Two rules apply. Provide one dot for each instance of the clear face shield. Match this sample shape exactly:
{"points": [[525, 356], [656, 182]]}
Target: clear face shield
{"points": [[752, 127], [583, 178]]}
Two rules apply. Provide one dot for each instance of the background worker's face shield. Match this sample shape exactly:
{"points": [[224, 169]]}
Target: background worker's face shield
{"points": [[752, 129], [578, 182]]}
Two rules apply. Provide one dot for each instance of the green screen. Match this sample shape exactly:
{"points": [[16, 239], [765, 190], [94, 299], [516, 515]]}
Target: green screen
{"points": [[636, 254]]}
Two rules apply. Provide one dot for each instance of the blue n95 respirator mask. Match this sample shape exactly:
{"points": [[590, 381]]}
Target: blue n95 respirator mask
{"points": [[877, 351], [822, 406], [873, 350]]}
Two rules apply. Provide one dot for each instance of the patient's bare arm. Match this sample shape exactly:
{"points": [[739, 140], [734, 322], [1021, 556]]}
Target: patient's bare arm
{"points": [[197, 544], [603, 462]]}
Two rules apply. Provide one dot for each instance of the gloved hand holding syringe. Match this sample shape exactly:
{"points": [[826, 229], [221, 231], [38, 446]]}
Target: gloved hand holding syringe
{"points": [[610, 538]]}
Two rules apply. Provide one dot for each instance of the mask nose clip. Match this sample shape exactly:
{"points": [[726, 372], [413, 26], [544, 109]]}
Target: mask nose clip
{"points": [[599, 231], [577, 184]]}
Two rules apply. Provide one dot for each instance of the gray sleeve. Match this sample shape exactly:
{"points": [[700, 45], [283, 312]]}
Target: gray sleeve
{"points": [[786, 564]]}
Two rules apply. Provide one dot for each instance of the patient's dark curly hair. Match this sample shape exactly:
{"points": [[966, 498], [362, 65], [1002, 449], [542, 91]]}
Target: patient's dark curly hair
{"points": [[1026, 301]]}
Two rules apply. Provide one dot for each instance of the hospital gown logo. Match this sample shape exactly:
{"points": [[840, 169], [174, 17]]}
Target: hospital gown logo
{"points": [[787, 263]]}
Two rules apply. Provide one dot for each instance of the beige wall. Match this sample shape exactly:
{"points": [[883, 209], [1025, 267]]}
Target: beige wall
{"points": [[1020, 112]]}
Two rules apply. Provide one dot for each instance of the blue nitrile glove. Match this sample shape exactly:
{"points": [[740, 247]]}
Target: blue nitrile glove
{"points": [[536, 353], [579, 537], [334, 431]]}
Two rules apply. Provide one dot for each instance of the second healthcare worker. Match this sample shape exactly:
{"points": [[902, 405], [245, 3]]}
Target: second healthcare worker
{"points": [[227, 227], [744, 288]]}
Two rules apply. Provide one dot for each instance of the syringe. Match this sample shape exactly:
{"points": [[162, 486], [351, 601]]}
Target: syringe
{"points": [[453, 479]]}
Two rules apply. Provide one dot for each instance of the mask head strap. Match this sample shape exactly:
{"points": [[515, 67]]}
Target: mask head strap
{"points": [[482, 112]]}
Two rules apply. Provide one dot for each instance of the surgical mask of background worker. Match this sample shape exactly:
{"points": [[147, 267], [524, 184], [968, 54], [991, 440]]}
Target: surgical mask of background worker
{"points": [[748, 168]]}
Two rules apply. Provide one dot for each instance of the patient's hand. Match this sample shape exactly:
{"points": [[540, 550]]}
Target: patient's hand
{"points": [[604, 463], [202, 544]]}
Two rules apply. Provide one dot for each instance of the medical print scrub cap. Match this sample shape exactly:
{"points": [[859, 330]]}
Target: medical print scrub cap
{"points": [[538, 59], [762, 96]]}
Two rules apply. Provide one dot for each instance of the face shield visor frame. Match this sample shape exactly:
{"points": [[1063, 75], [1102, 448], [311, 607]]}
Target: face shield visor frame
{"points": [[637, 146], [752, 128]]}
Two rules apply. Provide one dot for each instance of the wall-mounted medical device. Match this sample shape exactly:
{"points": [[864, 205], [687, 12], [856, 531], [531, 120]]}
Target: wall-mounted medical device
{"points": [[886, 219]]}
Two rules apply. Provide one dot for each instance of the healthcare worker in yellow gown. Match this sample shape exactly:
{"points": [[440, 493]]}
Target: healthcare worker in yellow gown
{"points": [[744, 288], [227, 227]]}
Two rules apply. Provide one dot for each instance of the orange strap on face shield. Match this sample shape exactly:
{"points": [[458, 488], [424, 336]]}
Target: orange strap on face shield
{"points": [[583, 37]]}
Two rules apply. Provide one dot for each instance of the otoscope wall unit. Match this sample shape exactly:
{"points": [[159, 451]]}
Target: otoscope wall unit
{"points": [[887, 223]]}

■ Set exercise:
Extract every line above exactly as it stands.

■ Problem solution:
Two rules apply. Provide one dot for each instance of the clear face shield. Match this sample shape exactly:
{"points": [[525, 356], [656, 182]]}
Target: clear face shield
{"points": [[752, 127], [583, 178]]}
Two rules apply. Provide one dot for each instance of the background worker's face shield. Match this sample shape exactly:
{"points": [[224, 169]]}
Target: background worker's face shield
{"points": [[752, 129], [578, 182]]}
Two rules apply. Provide one dot for each instance of the green screen. Match this sample shape exactly:
{"points": [[16, 239], [765, 190], [94, 299], [516, 515]]}
Target: green screen
{"points": [[636, 254]]}
Two rules apply. Provide one dot for each instance of the blue n95 respirator mask. Match this sample shape exactly:
{"points": [[590, 381]]}
Target: blue n95 respirator mask
{"points": [[877, 351], [822, 406], [873, 350]]}
Two rules apply. Provide one dot for each instance of the patient's bare arm. Match this sample shape exactly:
{"points": [[739, 140], [734, 322], [1021, 556]]}
Target: patient's bare arm
{"points": [[197, 544], [603, 462]]}
Two rules apply. Provide one dot for each instance of the gloved hand holding syringe. Match this sample shape exactly:
{"points": [[826, 229], [221, 231], [38, 446]]}
Target: gloved hand holding syringe
{"points": [[610, 538]]}
Two rules apply. Provide one dot for each instance of the mask nose clip. Match this sample shape exactly:
{"points": [[726, 372], [413, 26], [544, 109]]}
Target: mask nose clip
{"points": [[599, 231], [577, 184]]}
Two rules apply. Provide one dot for each instance of the gray sleeve. Match this sample shape exactly:
{"points": [[700, 45], [283, 312]]}
Target: gray sleeve
{"points": [[786, 564]]}
Two rules apply. Provide one dot for each instance of the patient's dark curly hair. Match this sample shape exactly:
{"points": [[966, 498], [362, 65], [1002, 449], [542, 91]]}
Target: patient's dark curly hair
{"points": [[1026, 301]]}
Two rules apply. Provide one dot for each instance of the hospital gown logo. Match this sample shape exactly:
{"points": [[840, 169], [174, 17]]}
Target: hospital gown logo
{"points": [[787, 263]]}
Two rules apply. Provide one dot for each instance of the beige wall. Match this sample shape exactly:
{"points": [[883, 209], [1025, 267]]}
Target: beige wall
{"points": [[1020, 112]]}
Two rules apply. Provide one dot for each instance of the blue nitrile glove. Match this sample shape exactly:
{"points": [[740, 247]]}
Target: blue nitrile glove
{"points": [[536, 353], [579, 537], [334, 431]]}
Two rules apply. Provide one dot for each instance of the second healthcare worker. Match this sample shape exactly:
{"points": [[902, 405], [245, 3]]}
Target: second healthcare worker
{"points": [[227, 227], [744, 288]]}
Two rules apply. Provide one dot for each instance of the syringe. Match this sample shape exactly:
{"points": [[162, 486], [351, 601]]}
Target: syringe
{"points": [[453, 479]]}
Two rules apply. Provide one dot for each instance of the mask head strap. Match this sample shape exactly:
{"points": [[515, 67]]}
Target: mask head strap
{"points": [[482, 112]]}
Two rules apply. Provide one dot for each instance of the surgical mask of background worker. Match this sample shape exactly:
{"points": [[147, 267], [524, 184], [968, 54], [991, 440]]}
Target: surgical mask of background worker
{"points": [[748, 168]]}
Two rules apply. Provide one dot for each instance of the patient's hand. Match this sample shape exactly:
{"points": [[540, 550]]}
Target: patient's hand
{"points": [[604, 463], [202, 544]]}
Two rules apply. Provide one dot for each instance of the medical print scrub cap. Match this sample shape exactly:
{"points": [[859, 330]]}
Target: medical print scrub cap
{"points": [[538, 59], [762, 96]]}
Two rules apply. Provide one dot for each instance of the face shield visor frame. Match this sample shape exactly:
{"points": [[1063, 75], [1102, 448], [311, 607]]}
Target: face shield visor frame
{"points": [[637, 146], [752, 128]]}
Two rules apply. Provide one dot for each instance of the wall-mounted medical device. Match this sample shape exactly:
{"points": [[864, 205], [687, 12], [856, 531], [531, 120]]}
Target: wall-mounted medical device
{"points": [[886, 219]]}
Two rules apply. Provide one dot for each instance of the healthcare worker in yellow gown. Match this sample shape exactly:
{"points": [[440, 493]]}
Target: healthcare worker in yellow gown
{"points": [[744, 288], [227, 227]]}
Two rules apply. Provide one dot for each instance of the orange strap on face shield. Match this sample shape exactly:
{"points": [[458, 488], [424, 336]]}
Target: orange strap on face shield
{"points": [[583, 37]]}
Two rules apply. Provide one dot for each instance of the otoscope wall unit. Match this sample shape exactly:
{"points": [[159, 451]]}
Target: otoscope wall unit
{"points": [[887, 223]]}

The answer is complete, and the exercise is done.